== TEXTE CHOISI ==
______

« Un jour d’avril 2023, le Dr Yves Tallec, médecin généraliste à Voujeaucourt (Doubs), est venu me voir ennuyé. Il partait à la retraite dans 18 mois, et le médecin qui devait lui succéder lui faisait faux bond », se souvient le Dr Marcel Beuret, médecin généraliste à Montenois (commune située à quelques kilomètres), maître de stage et membre du comité d’administration de FeMaSCO-BFC (Fédération des maisons de santé et de l’exercice coordonné de Bourgogne Franche-Comté). « Dans notre région, trouver un successeur en 18 mois relève de l’impossible », souligne-t-il. Et, à quatre kilomètres de là, dans la commune de Bavans, une médecin a fait valoir ses droits à la retraite au 1er janvier 2024, et sa consœur qui ne veut pas exercer seule a rejoint une maison médicale à 15 kilomètres. Il ne reste donc plus que deux médecins dont le Dr Tallec et un confrère qui prendra sa retraite dans quatre ans. Des nouvelles dramatiques pour les habitants qui se trouvent déjà dans une zone d’intervention prioritaire (ZIP).

______

Relevez toutes les communes nommées dans le texte choisi. Les lignes ci-dessous n’interviennent en rien dans cet exercice.

== DONNÉES À EXAMINER ==
______

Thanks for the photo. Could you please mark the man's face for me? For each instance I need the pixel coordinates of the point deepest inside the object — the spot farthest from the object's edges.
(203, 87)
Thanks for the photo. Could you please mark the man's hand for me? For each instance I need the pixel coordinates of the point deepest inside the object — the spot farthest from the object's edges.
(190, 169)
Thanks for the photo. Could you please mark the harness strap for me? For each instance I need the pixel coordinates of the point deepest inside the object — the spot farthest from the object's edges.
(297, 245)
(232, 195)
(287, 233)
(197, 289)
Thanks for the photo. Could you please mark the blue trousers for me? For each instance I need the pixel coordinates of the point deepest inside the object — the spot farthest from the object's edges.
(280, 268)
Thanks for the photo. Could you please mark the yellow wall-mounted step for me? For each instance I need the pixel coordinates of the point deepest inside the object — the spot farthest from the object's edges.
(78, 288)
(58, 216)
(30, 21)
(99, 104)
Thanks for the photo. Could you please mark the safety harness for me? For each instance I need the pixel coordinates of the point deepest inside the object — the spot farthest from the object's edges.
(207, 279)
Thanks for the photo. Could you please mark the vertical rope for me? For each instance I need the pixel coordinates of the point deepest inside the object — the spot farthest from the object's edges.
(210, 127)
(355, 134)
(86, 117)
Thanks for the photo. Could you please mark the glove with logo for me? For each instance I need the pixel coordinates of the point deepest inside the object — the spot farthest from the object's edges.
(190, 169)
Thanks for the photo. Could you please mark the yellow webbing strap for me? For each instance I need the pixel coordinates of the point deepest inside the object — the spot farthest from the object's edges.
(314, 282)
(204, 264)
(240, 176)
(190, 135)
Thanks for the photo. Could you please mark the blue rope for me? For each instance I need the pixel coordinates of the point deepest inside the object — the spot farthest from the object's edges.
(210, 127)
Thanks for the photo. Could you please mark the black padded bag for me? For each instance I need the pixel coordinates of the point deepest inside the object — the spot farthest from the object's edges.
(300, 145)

______

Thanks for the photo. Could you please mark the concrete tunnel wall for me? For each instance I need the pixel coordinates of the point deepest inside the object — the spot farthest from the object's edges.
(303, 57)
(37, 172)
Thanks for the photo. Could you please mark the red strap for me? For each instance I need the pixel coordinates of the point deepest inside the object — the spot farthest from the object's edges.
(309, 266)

______

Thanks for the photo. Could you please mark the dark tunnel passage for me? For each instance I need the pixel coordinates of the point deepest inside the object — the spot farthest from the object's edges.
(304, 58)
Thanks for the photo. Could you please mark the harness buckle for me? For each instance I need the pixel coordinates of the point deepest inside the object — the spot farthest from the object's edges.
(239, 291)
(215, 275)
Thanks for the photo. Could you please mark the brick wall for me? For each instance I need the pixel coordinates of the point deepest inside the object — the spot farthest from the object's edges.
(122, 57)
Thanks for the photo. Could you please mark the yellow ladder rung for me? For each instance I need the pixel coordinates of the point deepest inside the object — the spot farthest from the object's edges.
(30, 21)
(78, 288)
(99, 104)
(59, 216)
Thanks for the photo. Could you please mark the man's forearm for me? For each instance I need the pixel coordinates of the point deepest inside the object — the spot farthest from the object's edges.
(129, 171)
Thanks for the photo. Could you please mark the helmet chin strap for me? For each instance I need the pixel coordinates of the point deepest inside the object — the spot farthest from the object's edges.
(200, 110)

______

== RÉPONSE PROPOSÉE ==
Voujeaucourt, Montenois, Bavans